[START OF SUPPLIED RECORDS]

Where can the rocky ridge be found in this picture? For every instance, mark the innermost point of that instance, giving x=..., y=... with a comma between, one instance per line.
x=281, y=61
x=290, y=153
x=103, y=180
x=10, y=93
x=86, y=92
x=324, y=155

[END OF SUPPLIED RECORDS]

#### DESCRIPTION OF THE TASK
Can you put the records into a two-column CSV with the headers "prompt" and "response", one row per record, where each field is quoted and its line breaks are turned into spaces?

#### RESPONSE TO THIS EXERCISE
prompt,response
"Where can the rocky ridge be found in this picture? For every instance, mark the innermost point of that instance, giving x=..., y=... with a comma between, one instance per line.","x=281, y=61 x=290, y=153 x=103, y=180 x=10, y=93 x=86, y=92 x=324, y=155"